#### Given task
Go through the listing below and list each line that has the word "gable" in it.

++++ Material shown ++++

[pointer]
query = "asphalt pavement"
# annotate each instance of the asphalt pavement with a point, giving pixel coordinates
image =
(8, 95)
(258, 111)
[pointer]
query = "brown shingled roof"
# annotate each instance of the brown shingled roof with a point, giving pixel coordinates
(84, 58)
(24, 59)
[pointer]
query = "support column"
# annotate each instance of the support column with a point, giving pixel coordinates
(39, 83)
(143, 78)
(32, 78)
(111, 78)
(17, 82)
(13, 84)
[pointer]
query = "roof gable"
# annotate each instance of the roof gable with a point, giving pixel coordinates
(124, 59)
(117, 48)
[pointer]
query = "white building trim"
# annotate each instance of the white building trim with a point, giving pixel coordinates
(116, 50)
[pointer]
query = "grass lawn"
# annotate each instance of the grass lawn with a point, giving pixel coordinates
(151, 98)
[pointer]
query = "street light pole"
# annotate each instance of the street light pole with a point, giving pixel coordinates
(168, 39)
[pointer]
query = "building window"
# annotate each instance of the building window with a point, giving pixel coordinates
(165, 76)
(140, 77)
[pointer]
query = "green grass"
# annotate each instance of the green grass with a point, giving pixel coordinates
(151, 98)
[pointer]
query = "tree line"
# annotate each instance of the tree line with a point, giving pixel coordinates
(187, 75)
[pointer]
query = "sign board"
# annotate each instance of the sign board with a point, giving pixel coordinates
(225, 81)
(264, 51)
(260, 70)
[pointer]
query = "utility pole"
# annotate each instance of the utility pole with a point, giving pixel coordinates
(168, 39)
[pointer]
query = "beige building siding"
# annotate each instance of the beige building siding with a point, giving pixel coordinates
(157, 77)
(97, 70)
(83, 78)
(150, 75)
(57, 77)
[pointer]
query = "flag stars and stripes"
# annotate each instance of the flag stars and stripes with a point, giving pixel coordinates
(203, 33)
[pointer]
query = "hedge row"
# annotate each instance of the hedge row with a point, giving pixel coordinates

++++

#### Output for this exercise
query = "roof gable"
# annotate each instance of the roof gable with a point, giving pixel coordinates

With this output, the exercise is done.